- **TEXTE RETENU**:
....................

Publié le 19 février 2014 Lecture : 3 minutes.
La politique étrangère marocaine n’a jamais fait bon ménage avec les effets de manche, ni avec les déclarations tonitruantes. La réception très médiatisée du chef des Touaregs maliens du Mouvement national de libération de l’Azawad (MNLA) au palais royal de Marrakech, le 31 janvier, et la mission de bons offices menée par Mohammed VI entre ce mouvement autonomiste et les autorités de Bamako ont donc surpris les observateurs, qui ont aussitôt inscrit cette initiative dans le cadre de la rivalité algéro-marocaine. À tort ? Disons que cette approche n’est pas fausse, mais qu’elle est réductrice. Il existe en effet une vraie politique sahélienne du Maroc, dont la caractéristique est d’être multidimensionnelle, à la différence de celle menée par l’Algérie, avant tout sécuritaire.
Voulu et décliné par le roi lui-même, l’engagement marocain au sud de La Gouera s’articule autour de quatre axes.
Militaire. C’est l’un des non-dits de l’opération Serval au Mali, mais l’appui apporté par Rabat aux troupes franco-tchadiennes en guerre contre les jihadistes en 2013 n’a pas été que diplomatique. Il a été, aussi, opérationnel. Dans la plus grande discrétion, des forces spéciales marocaines ont été engagées sur le terrain. Et le Maroc a intensifié ses programmes de formation, dans les écoles militaires, des cadres issus des armées de plusieurs pays de la région.
Spirituel. L’Afrique de l’Ouest est une plateforme religieuse de 190 millions de musulmans, auprès desquels l’islamisme radical fait volontiers son marché. Dans ce contexte volatile, l’islam malékite et le référentiel soufi prônés par le Maroc constituent un vrai contrepoids et un vrai levier d’influence. Le programme de formation de 500 imams maliens au Maroc et celui visant à construire et à rénover plusieurs dizaines de mosquées au Mali, en Guinée, au Sénégal et au Bénin sont deux des applications de cette politique.
C’est à la demande du MNLA et avec l’accord d’Ibrahim Boubacar Keïta que Mohammed VI a reçu le secrétaire général du mouvement touareg.

....................

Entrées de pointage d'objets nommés
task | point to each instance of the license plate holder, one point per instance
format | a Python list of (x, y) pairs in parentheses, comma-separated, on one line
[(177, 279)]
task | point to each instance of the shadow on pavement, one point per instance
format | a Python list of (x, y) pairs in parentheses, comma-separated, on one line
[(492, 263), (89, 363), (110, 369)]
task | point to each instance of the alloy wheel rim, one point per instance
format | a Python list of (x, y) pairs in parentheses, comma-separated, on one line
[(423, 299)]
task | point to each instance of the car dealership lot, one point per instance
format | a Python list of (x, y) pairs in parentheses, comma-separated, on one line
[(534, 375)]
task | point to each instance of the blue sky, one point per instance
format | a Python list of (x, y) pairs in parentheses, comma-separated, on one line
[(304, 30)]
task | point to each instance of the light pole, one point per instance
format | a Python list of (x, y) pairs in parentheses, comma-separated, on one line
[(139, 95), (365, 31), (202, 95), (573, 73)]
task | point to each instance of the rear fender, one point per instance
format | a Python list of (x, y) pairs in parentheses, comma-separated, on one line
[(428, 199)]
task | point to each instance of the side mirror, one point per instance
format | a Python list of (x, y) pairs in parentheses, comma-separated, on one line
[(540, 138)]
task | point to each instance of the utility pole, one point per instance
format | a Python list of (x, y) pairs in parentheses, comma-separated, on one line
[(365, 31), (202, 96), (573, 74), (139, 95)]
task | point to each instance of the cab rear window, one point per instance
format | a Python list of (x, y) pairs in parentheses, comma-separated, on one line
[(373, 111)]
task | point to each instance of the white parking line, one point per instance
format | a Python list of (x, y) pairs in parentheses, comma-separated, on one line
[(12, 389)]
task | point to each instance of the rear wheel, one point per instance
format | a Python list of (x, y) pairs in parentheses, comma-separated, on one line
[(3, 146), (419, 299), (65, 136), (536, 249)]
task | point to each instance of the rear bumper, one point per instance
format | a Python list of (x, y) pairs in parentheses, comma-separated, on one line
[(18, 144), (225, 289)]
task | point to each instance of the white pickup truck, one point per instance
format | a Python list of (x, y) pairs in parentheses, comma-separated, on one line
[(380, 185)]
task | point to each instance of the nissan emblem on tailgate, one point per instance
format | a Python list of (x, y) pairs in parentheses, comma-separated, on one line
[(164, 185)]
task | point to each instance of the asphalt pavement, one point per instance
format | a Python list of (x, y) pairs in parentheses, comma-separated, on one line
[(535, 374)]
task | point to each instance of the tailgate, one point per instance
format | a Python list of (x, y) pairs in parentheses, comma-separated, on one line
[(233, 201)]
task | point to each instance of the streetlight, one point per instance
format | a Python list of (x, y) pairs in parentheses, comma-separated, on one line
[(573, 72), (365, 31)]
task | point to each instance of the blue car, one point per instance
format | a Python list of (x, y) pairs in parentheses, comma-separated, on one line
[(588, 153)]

....................

Rédigez la suite de l'article sur la politique sahélienne du Maroc, en reprenant juste après sa dernière phrase.

Social. La grande pauvreté étant l’un des principaux pourvoyeurs de munitions dans l’arsenal dont disposent les jihadistes, la coopération marocaine a beaucoup investi depuis quinze ans dans des projets de sécurité alimentaire et sanitaire, où son expertise est reconnue : gestion de l’eau, élevage, création de centres de soins. Pays cibles, le Niger et le Burkina. En préparation, par ailleurs : un vaste programme opérationnel de remise à niveau, au Maroc, de plusieurs centaines de hauts fonctionnaires et responsables administratifs sahéliens.
Politique. C’est à la demande du MNLA, qui a en quelque sorte rompu avec l’Algérie, et avec l’accord d’Ibrahim Boubacar Keïta que Mohammed VI a reçu le secrétaire général du mouvement touareg. L’objectif est également de rapprocher IBK de Blaise Compaoré, dont la médiation est rejetée par Bamako depuis quelques mois.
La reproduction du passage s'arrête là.